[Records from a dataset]
# # #
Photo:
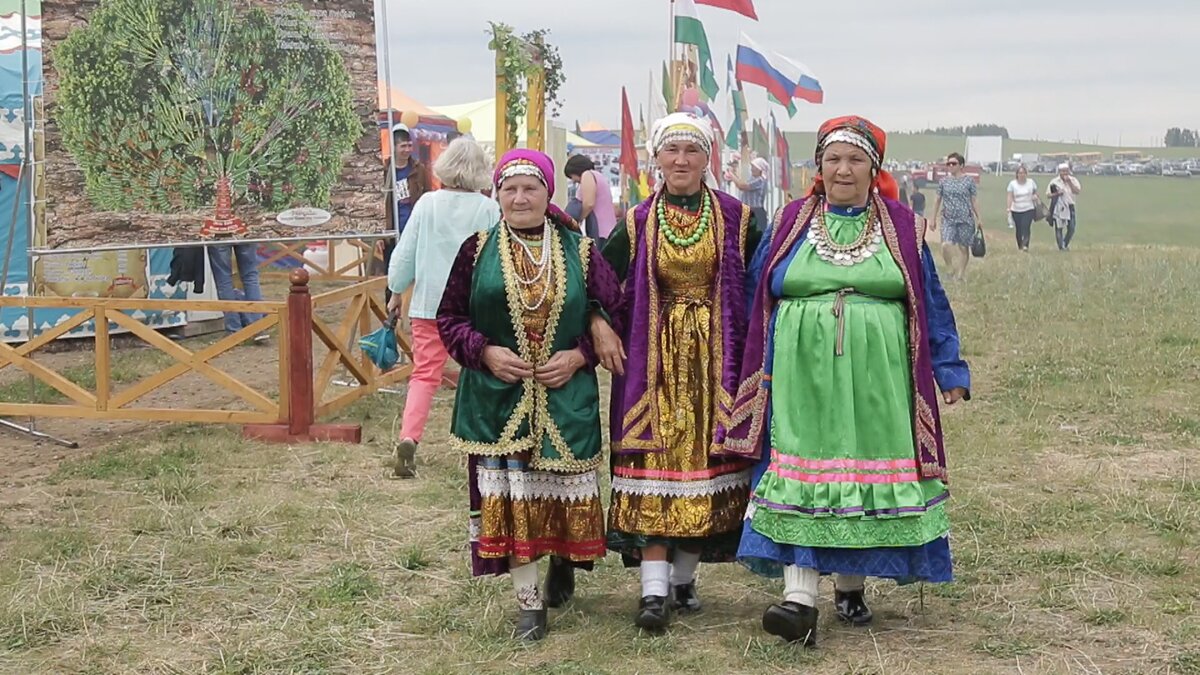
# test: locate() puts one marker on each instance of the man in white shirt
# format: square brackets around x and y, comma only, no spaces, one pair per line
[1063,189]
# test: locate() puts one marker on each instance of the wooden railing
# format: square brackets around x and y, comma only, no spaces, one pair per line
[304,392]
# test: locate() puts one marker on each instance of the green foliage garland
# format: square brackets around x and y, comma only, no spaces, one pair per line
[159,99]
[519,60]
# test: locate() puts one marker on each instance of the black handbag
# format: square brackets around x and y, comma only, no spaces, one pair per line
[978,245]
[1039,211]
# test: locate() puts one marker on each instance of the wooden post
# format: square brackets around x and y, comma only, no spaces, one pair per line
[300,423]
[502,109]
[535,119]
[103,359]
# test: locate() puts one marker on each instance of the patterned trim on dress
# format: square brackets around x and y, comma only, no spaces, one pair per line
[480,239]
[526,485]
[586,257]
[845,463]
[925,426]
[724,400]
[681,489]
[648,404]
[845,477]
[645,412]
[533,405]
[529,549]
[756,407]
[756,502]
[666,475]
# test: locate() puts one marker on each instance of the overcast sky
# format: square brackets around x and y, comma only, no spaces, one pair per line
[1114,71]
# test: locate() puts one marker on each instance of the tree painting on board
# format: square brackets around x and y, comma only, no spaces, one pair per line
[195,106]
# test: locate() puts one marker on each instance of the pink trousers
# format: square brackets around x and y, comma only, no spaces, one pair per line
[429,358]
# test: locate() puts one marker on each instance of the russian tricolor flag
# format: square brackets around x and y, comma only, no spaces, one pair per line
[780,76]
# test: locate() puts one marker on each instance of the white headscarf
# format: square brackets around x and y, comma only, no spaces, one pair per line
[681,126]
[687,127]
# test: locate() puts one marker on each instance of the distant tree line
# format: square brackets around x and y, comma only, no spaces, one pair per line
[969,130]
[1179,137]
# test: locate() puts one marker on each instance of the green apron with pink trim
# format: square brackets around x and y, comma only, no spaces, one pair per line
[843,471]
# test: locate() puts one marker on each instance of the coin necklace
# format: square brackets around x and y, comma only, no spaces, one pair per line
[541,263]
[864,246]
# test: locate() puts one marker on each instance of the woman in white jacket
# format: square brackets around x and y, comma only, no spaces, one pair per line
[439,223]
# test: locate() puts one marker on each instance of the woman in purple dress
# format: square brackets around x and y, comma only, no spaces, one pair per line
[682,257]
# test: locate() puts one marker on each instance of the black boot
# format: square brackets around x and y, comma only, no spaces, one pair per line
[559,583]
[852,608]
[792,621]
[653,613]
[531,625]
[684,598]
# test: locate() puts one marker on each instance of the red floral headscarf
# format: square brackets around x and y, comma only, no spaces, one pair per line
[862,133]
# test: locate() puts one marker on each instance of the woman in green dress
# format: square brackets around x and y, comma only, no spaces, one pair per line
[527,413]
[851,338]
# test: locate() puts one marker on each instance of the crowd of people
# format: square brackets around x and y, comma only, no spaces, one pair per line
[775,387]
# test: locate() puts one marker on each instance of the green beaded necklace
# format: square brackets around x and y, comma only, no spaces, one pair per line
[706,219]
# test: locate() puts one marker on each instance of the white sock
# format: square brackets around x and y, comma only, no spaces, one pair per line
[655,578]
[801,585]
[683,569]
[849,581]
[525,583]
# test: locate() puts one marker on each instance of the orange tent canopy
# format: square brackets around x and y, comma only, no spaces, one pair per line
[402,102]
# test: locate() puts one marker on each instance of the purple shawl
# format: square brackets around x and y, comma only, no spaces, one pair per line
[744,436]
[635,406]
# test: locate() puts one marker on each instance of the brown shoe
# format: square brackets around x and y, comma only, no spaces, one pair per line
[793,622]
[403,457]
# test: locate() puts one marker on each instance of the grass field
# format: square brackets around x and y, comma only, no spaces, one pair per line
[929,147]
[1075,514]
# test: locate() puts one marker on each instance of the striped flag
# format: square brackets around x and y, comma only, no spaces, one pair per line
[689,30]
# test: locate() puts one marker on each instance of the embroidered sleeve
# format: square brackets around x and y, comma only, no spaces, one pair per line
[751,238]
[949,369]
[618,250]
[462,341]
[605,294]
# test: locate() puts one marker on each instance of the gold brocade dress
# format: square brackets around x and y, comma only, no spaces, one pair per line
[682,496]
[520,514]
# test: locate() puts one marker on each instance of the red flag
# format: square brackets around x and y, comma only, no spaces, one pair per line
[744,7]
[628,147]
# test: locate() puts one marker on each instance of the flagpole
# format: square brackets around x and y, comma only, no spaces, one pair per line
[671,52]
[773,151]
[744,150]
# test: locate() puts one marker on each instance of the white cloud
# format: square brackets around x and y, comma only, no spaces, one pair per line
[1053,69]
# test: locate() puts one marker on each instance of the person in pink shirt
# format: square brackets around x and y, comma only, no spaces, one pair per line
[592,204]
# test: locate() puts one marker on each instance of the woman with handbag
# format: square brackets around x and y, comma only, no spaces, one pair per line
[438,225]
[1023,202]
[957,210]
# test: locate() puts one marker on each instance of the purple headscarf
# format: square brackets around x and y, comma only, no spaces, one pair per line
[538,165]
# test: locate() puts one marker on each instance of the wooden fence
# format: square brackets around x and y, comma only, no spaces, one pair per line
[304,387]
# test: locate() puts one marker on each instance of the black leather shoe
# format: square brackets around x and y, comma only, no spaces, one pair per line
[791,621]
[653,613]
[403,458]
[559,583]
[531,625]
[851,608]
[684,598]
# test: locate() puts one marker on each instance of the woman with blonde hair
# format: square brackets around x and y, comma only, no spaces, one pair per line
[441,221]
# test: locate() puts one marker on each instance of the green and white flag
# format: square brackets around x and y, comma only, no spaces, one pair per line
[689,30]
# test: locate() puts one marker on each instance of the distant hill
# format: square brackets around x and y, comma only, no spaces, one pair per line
# # #
**What you should do:**
Beginning with the line that contains "of the flagpole", quote each line exactly through the last line of the entries above, and nothing beyond them.

**Output of the exercise:**
# test: locate() puts one marker on each instance of the flagpole
# format: square brackets around x and y, comma only, no spaces, one pair per line
[671,52]
[773,151]
[744,150]
# test: locate() puts one marker on each instance of the white cloud
# format: square brackets around x and y, comma only, no spaces, one pair per line
[1053,69]
# test: locate() puts one marker on each instance of the person in pink shirt
# format: square brackets around x and y, comma only, no spaces, one pair per line
[592,204]
# test: locate() puts one marker on each instance of the woman with handbag
# format: square brackets around x and y, comma only, no spaces, one pair per line
[438,225]
[1023,202]
[957,210]
# test: locate() puts one marker on each instance of the purple headscarf
# format: square brackets around x and y, comma only, no spaces, one pair per line
[538,165]
# test: locate() puts one marker on each instance of the wooden fence
# format: square brackets around x and y, comma only, no spaces, one pair per line
[304,387]
# test: locate() puts one marker on each instance of the black leather shoe
# format: square brackets around x and y, comma only, no spaces, one pair per line
[791,621]
[653,613]
[403,458]
[559,583]
[531,625]
[851,608]
[684,598]
# test: locate() puts one marker on each instance of the woman with blonde hair
# format: square brackets around x and y, comma only, no spaces, one pair per line
[441,221]
# test: locate() puts one marker on each instance of the green and white flag
# format: square brackets around x and y, comma only, no spaces, one pair per line
[689,30]
# test: locate() puts one marker on each instance of the distant hill
# format: square brackets around x and y, comma only, no spaces, one pair per line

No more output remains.